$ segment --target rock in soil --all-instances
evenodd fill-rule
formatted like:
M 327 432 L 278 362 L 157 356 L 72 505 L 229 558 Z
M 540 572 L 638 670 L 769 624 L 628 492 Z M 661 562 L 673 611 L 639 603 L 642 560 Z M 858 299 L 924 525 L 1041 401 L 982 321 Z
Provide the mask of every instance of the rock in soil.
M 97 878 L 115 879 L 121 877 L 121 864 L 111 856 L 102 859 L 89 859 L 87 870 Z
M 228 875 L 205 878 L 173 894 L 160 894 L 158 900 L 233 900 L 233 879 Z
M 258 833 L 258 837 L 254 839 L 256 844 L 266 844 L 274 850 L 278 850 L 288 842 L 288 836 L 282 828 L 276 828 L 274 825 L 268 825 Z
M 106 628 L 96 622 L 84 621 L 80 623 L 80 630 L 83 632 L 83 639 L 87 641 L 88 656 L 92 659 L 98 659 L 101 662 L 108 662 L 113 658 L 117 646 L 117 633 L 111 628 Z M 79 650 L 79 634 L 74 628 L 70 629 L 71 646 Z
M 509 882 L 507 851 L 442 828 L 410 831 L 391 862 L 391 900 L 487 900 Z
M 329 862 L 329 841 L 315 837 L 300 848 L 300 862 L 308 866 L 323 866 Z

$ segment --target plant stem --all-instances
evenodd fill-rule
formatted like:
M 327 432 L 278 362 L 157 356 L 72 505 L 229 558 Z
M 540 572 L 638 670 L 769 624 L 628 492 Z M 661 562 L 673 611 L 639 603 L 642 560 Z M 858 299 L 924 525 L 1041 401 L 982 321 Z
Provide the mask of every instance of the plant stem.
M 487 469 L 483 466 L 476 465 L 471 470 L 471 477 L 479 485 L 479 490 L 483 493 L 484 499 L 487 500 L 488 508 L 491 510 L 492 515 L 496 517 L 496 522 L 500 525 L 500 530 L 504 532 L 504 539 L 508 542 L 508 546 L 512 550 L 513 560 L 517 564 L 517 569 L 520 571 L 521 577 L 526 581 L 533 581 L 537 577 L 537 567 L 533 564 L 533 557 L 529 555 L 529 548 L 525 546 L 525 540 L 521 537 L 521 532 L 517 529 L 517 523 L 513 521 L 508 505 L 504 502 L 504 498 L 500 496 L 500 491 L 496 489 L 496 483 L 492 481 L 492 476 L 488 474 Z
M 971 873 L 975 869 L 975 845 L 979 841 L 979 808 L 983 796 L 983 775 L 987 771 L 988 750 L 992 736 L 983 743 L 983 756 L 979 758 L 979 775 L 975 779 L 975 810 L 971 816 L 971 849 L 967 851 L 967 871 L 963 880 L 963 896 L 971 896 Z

+---+

Would you return every line of the data above exactly?

$ segment --target rock in soil --all-instances
evenodd fill-rule
formatted like:
M 327 432 L 278 362 L 157 356 L 72 505 L 229 558 Z
M 540 572 L 638 670 L 769 624 L 628 492 Z M 661 562 L 673 611 L 639 603 L 642 560 Z M 858 299 L 924 525 L 1041 401 L 982 321 Z
Provide the mask of every instance of the rock in soil.
M 97 878 L 115 879 L 121 877 L 121 864 L 111 856 L 102 859 L 89 859 L 87 870 Z
M 228 875 L 205 878 L 173 894 L 160 894 L 158 900 L 233 900 L 233 879 Z
M 258 833 L 258 837 L 254 839 L 256 844 L 266 844 L 274 850 L 278 850 L 288 842 L 288 836 L 282 828 L 276 828 L 274 825 L 268 825 Z
M 106 628 L 96 622 L 84 621 L 80 623 L 80 630 L 83 632 L 83 639 L 87 641 L 88 656 L 92 659 L 98 659 L 101 662 L 108 662 L 113 658 L 117 646 L 117 633 L 111 628 Z M 79 650 L 79 634 L 74 628 L 70 629 L 71 646 Z
M 509 882 L 507 851 L 442 828 L 410 831 L 391 862 L 391 900 L 487 900 Z
M 329 862 L 329 841 L 315 837 L 300 848 L 300 862 L 308 866 L 323 866 Z

$ segment --target plant stem --all-instances
evenodd fill-rule
formatted like:
M 327 432 L 278 362 L 157 356 L 72 505 L 229 558 Z
M 540 572 L 638 670 L 769 624 L 628 492 Z M 661 562 L 673 611 L 639 603 L 642 560 Z M 858 299 L 924 525 L 1041 401 L 982 321 Z
Provide the mask of every instance of the plant stem.
M 487 469 L 483 466 L 476 465 L 471 470 L 471 477 L 479 485 L 479 490 L 483 493 L 484 499 L 487 500 L 488 508 L 491 510 L 492 515 L 496 517 L 496 522 L 500 525 L 500 530 L 504 532 L 504 539 L 508 542 L 508 546 L 512 550 L 513 560 L 517 564 L 517 569 L 520 571 L 521 577 L 526 581 L 533 581 L 537 577 L 537 567 L 533 564 L 533 557 L 529 555 L 529 548 L 525 546 L 525 540 L 521 537 L 521 532 L 517 529 L 517 523 L 513 521 L 508 505 L 504 502 L 504 498 L 500 496 L 500 491 L 496 489 L 496 483 L 492 481 L 492 476 L 488 474 Z
M 971 873 L 975 869 L 975 845 L 979 841 L 979 808 L 983 796 L 983 775 L 987 771 L 988 750 L 992 736 L 983 743 L 983 756 L 979 758 L 979 775 L 975 779 L 975 810 L 971 816 L 971 849 L 967 851 L 967 871 L 963 880 L 963 896 L 971 896 Z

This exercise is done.